● **Data of labeled boxes**
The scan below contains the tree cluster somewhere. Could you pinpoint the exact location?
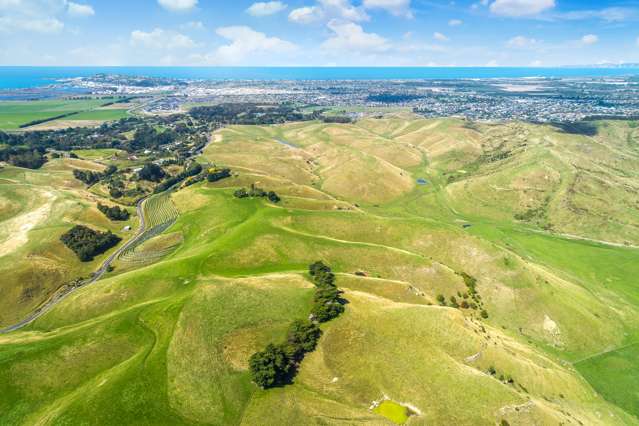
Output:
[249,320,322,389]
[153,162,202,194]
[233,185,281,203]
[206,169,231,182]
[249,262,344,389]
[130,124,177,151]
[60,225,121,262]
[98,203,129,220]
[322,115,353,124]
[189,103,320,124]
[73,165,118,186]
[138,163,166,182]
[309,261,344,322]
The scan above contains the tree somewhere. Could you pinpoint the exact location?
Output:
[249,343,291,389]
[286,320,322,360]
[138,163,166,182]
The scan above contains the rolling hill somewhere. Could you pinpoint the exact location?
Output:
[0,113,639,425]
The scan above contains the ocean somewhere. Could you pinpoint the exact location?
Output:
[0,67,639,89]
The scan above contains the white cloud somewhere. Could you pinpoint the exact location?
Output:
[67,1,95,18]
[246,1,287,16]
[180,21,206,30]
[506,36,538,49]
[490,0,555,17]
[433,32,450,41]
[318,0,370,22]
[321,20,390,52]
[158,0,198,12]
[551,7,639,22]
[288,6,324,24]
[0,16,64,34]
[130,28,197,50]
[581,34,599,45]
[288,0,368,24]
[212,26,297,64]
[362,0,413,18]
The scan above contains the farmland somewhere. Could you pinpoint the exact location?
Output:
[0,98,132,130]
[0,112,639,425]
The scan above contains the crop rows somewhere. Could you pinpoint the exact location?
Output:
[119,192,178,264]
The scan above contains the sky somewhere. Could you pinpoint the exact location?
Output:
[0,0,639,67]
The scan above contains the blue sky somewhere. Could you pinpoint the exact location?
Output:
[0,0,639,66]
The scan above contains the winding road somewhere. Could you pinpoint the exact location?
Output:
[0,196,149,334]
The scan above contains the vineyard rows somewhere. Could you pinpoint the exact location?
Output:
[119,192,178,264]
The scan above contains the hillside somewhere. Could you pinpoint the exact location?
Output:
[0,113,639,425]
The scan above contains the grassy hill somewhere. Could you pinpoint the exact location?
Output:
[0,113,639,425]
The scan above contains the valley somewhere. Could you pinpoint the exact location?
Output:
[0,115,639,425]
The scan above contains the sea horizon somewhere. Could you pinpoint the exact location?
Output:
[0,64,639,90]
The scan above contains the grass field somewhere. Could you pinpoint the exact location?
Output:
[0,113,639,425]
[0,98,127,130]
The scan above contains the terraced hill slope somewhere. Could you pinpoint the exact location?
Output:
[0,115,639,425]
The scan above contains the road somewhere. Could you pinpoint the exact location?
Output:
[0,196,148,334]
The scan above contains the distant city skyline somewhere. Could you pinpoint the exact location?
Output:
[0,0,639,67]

==

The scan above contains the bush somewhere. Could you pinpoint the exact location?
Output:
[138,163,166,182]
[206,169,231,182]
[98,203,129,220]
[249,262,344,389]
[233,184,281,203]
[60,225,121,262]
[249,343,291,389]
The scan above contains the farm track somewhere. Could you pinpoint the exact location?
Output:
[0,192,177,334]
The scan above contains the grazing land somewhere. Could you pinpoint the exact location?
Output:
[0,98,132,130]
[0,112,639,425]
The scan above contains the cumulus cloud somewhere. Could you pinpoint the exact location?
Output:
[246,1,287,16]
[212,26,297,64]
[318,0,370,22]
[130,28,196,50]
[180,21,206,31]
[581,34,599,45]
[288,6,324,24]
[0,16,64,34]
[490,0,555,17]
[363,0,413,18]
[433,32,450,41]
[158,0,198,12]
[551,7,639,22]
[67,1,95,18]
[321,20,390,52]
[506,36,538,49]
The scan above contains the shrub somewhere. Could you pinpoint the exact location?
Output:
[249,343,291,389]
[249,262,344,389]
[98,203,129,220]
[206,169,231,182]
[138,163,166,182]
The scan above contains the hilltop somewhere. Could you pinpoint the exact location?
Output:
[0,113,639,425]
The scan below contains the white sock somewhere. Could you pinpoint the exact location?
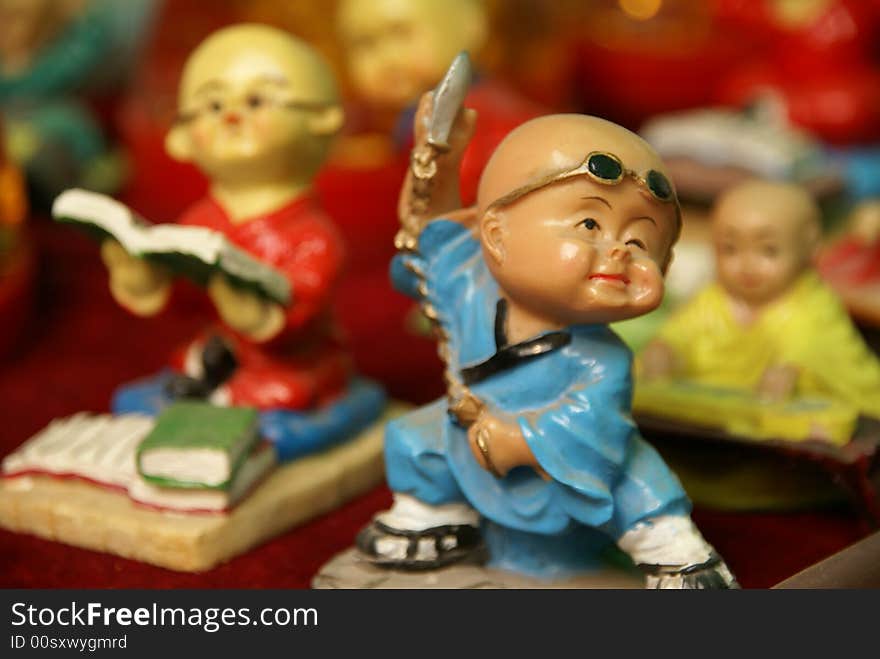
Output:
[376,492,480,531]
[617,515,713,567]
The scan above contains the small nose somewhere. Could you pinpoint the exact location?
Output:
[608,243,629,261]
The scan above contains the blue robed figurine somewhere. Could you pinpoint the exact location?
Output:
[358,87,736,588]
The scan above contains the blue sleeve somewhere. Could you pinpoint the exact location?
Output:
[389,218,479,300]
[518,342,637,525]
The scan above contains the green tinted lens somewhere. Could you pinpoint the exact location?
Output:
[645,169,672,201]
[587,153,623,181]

...

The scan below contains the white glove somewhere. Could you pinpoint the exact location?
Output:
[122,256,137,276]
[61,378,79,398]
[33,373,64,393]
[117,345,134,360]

● **Written exercise**
Return the data lines unchanged, starting at the line that contains "The scan below contains the white sock" and ending at the line that contains "[587,153,623,181]", with both of those lines included. Omit the pictures from your answer.

● **Finished answer**
The scan below contains the white sock somewhere. Could you pinpoint the exact location?
Output:
[376,492,480,531]
[617,515,713,567]
The scan above contains the small nose somewhere. Could you pinpoint the exact location?
Output:
[608,243,629,261]
The scan above contains the blue robed figurine somewhere. Could you pinpoint the exact location?
Output:
[358,87,736,588]
The scan above contains the blue sleeve somewhere. Could you pinpoint the exact location?
Output:
[389,218,479,300]
[518,342,637,525]
The scan above contains the green tinted lens somewhere. Could you pinpoint the exact location?
Output:
[645,169,672,201]
[587,153,623,181]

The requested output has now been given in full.